### INSTRUCTIONS TO FOLLOW:
Each entry that appears below should be restated exactly as it is.

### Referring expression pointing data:
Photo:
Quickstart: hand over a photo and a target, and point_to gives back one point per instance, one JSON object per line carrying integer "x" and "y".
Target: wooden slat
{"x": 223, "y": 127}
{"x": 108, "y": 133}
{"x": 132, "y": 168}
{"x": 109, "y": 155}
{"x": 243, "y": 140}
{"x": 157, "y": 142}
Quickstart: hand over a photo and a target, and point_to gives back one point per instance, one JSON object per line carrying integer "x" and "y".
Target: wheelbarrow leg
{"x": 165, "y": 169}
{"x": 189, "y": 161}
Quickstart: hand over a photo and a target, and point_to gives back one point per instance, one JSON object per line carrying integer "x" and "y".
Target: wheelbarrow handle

### SOLVED PROBLEM:
Photo:
Quickstart: hand over a photo and a target, and point_to gives back one point per instance, one JSON object per line carrying integer "x" and "y".
Target: wooden slat
{"x": 223, "y": 127}
{"x": 108, "y": 133}
{"x": 132, "y": 168}
{"x": 109, "y": 155}
{"x": 243, "y": 140}
{"x": 157, "y": 142}
Quickstart: hand over a photo and a target, and point_to gives back one point per instance, one JSON object per line carrying integer "x" and "y".
Target: wheelbarrow leg
{"x": 165, "y": 169}
{"x": 189, "y": 161}
Quickstart: hand over a photo and a target, and point_to gives back one point per instance, one JSON object per line carrying integer "x" and "y".
Target: wheelbarrow handle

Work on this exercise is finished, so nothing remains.